** TO DO **
Please repeat all of the records, keeping every word unchanged.

** DATASET EXCERPTS **
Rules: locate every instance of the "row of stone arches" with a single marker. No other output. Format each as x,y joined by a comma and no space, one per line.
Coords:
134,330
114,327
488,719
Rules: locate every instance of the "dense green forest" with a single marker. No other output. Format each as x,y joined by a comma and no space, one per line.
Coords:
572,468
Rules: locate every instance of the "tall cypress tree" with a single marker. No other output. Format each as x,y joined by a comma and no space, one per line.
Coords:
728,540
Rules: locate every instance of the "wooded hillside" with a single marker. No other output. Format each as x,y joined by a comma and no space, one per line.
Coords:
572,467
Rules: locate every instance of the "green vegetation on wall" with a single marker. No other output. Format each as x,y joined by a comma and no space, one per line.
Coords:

** OUTPUT OF THE TASK **
Rules: locate every instance of the "row of stone arches" with a single marker. No other output. Format each as x,y joined by a comma and no space, one per line.
Coords:
134,330
114,327
488,719
Rules: locate every instance of the "dense green forest" with a single marker. No other output. Format each as x,y joined by a comma and no space, one per line.
Coords:
572,468
Rules: locate every instance of the "tall cypress tree" with a single marker. No other output. Format each as x,y joined by a comma and no space, one per line.
Coords:
728,540
Rules: locate every instance of the "wooded hillside" with a single marker. No other output. Format each as x,y joined by a comma and no space, one per line.
Coords:
572,467
Rules: locate every instance of the "green vegetation on wall" with a single marker. No other output. Format each as x,y joined by a comma and no space, one per line.
Coords:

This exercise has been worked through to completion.